» Extrait du texte
↓↓↓
Le problème majeur est que l'Europe, dans sa forme actuelle, relève trop du "monstre froid" aux yeux de la majorité des Européens pour qu'ils éprouvent le désir de s'y intégrer, de l'accepter en tant que supérieur hiérarchique digne d'admiration et d'amour. Ne parlons pas des départements, qui sont des supérieurs assez fantomatiques, et qui ne sont évidemment pas perçus comme entités indépendantes de la nation. Celle-ci reste un modèle assez fiable pour les holons du vieux continents ; et lorsqu'ils peuvent s'y rattacher, ils n'hésitent pas à le faire. Ils défendent leur langue, leurs modes de vie, ils apprennent leur histoire, remontent leur généalogie -- ils se replient, comme on dit dans les journaux. N'est-il pas inévitable que ce besoin profond redessine peu à peu des frontières culturelles nettes ?
↑↑↑
» Consigne donnée
Recopiez fidèlement le passage du texte sur l'Europe et la nation qui commence aux mots « Le problème majeur » et se termine après « culturelles nettes ? ».

» Matériel fourni
↓↓↓
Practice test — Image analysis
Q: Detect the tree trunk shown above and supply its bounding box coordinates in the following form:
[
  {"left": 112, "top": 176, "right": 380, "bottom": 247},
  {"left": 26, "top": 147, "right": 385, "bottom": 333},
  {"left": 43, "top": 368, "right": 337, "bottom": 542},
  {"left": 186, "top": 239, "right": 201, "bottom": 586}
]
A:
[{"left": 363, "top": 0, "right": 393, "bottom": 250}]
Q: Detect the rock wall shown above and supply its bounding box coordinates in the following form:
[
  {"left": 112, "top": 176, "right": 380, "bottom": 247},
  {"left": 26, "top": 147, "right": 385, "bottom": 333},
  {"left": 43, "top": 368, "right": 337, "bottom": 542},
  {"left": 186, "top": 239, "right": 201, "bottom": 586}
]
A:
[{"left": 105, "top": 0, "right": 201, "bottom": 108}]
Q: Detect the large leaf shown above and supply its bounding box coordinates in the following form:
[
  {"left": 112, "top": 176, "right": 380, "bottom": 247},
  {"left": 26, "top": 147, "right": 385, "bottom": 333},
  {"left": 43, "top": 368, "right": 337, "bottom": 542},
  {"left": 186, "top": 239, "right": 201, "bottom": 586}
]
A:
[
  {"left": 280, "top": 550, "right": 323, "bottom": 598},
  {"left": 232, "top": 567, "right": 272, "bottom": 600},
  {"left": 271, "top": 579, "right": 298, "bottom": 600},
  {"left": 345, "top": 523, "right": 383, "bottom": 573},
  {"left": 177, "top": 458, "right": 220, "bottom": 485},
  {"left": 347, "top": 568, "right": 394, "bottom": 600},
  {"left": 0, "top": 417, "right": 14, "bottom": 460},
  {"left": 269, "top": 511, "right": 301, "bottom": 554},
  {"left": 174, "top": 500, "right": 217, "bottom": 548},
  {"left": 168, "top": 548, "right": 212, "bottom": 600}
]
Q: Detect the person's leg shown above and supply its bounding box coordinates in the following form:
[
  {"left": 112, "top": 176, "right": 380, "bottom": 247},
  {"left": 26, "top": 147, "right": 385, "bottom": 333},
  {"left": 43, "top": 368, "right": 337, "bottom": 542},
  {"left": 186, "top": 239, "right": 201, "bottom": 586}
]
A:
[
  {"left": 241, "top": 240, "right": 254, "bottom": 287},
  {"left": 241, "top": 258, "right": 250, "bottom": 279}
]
↑↑↑
» Réponse rédigée
Le problème majeur est que l'Europe, dans sa forme actuelle, relève trop du "monstre froid" aux yeux de la majorité des Européens pour qu'ils éprouvent le désir de s'y intégrer, de l'accepter en tant que supérieur hiérarchique digne d'admiration et d'amour. Ne parlons pas des départements, qui sont des supérieurs assez fantomatiques, et qui ne sont évidemment pas perçus comme entités indépendantes de la nation. Celle-ci reste un modèle assez fiable pour les holons du vieux continents ; et lorsqu'ils peuvent s'y rattacher, ils n'hésitent pas à le faire. Ils défendent leur langue, leurs modes de vie, ils apprennent leur histoire, remontent leur généalogie -- ils se replient, comme on dit dans les journaux. N'est-il pas inévitable que ce besoin profond redessine peu à peu des frontières culturelles nettes ?